=== Begin Enclosure ===

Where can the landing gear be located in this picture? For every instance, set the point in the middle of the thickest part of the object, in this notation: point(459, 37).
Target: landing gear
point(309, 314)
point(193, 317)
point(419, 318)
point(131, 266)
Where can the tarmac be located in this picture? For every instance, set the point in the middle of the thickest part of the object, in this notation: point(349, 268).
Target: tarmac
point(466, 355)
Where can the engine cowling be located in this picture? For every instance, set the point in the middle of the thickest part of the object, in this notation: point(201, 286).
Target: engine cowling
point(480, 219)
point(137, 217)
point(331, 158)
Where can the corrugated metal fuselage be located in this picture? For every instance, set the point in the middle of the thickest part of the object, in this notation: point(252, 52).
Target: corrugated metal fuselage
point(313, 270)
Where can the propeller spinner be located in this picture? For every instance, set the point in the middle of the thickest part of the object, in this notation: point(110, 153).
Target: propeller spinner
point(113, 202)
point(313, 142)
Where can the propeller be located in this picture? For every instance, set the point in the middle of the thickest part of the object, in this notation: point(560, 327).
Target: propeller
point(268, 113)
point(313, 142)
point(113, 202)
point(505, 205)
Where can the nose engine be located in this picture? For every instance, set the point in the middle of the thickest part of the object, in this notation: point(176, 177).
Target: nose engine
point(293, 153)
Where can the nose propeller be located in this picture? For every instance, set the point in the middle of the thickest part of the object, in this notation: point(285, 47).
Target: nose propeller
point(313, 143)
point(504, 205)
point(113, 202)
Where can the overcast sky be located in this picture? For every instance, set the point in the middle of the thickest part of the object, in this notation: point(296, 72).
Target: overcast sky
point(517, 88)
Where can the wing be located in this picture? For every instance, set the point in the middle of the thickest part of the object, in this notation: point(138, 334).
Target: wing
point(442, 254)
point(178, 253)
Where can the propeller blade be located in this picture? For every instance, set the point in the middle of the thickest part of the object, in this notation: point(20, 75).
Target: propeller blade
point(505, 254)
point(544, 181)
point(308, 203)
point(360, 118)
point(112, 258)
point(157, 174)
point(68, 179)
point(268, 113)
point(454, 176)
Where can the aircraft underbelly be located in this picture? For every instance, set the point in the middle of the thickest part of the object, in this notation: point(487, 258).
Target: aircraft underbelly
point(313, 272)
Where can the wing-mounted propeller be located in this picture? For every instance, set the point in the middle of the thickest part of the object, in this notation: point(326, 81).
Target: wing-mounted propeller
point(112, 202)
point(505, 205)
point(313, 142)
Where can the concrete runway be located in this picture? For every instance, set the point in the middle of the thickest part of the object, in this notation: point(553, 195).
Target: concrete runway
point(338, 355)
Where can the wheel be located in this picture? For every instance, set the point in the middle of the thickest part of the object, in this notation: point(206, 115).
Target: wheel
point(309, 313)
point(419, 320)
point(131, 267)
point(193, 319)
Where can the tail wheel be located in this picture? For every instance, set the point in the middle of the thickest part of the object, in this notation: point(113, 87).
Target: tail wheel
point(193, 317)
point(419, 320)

=== End Enclosure ===

* What to do *
Start at the first line and transcribe the data exactly through the last.

* Exercise answer *
Where can the landing gear be located in this picture? For every instance, set the point in the middle of the thickest part of the object, in this notation: point(459, 37).
Target: landing gear
point(309, 314)
point(193, 317)
point(419, 318)
point(131, 266)
Where can the tarmac be located in this picture? For every instance, set the point in the middle of the thickest part of the object, in this notation: point(349, 268).
Target: tarmac
point(466, 355)
Where can the engine cowling be located in this picture? For every instance, set the point in the middle of the thickest part of the object, in this notation: point(201, 286).
Target: engine cowling
point(480, 219)
point(137, 217)
point(331, 158)
Where can the corrugated metal fuselage be located in this picture? For every instance, set the point in the middle of the thickest part of the object, in this notation: point(252, 52).
Target: corrugated metal fuselage
point(313, 270)
Where can the propeller spinner be located in this picture? For every instance, set the point in the middle of the thickest part of the object, in this notation: point(110, 153).
Target: propeller spinner
point(113, 202)
point(313, 142)
Where can the propeller be located in this picture? For every instance, set the point in the middle of the thickest part of the object, in this notation: point(560, 327).
Target: propeller
point(268, 113)
point(313, 142)
point(113, 202)
point(505, 205)
Where can the nose engine be located in this picture? For every instance, set the point in the middle of the thickest part of the object, in this notation: point(176, 177).
Target: nose engine
point(293, 153)
Where can the nose propeller be located in this picture? For every instance, set the point in the middle of the thickest part of the object, in this notation: point(285, 47).
Target: nose propeller
point(313, 143)
point(504, 205)
point(113, 202)
Where can the overcast sky be located in this picture? For every instance, set the point in the middle of the thickest part of the object, in this notation: point(296, 72).
Target: overcast sky
point(517, 88)
Where can the wing be located in this picture? For every instance, set the point in the middle of the thickest part of the object, in this notation: point(138, 334).
Target: wing
point(442, 254)
point(178, 253)
Where can the propeller blade be located in this picture? For every instance, set the point in the middle of the thickest part of the object, in this notation: point(20, 75).
Target: propeller blade
point(505, 254)
point(544, 181)
point(308, 203)
point(360, 118)
point(112, 258)
point(157, 174)
point(68, 179)
point(268, 113)
point(454, 176)
Where can the aircraft underbelly be located in this picture? For every instance, set the point in the middle of the thickest part of the object, in this notation: point(487, 258).
Target: aircraft underbelly
point(313, 272)
Where can the wing-mounted propeller be located in this picture? For every instance, set the point in the middle of the thickest part of the object, in this notation: point(326, 81).
Target: wing-mounted propeller
point(112, 202)
point(505, 205)
point(313, 142)
Where can the concrete runway be located in this picture? For every instance, set the point in the middle of the thickest part of the object, in this notation: point(553, 195).
Target: concrete runway
point(338, 355)
Where can the wheel be located in this picture? For every instance, set the point in the middle of the thickest part of the object, in this notation: point(206, 115).
Target: wheel
point(309, 313)
point(419, 320)
point(131, 267)
point(193, 319)
Where can the tail wheel be located in this picture? For every instance, set the point in the middle of the thickest part of the object, in this notation: point(113, 87).
Target: tail wheel
point(193, 317)
point(419, 320)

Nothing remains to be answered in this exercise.